TASK PROMPT »
Each line from the one containing "An outline is" to the final line of the listing below must be transcribed exactly; all others are left out.

▼▼▼

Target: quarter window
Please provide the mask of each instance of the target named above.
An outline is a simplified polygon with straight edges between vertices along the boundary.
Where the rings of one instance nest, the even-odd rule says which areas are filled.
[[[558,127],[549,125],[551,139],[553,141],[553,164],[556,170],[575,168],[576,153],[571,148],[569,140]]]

▲▲▲

EXPECTED ANSWER »
An outline is a simplified polygon with straight edges between vertices along the boundary.
Where the rings of one instance nest, the even-odd rule says which areas are filled.
[[[558,127],[549,125],[551,139],[553,141],[553,164],[556,170],[575,168],[576,153],[571,148],[569,140]]]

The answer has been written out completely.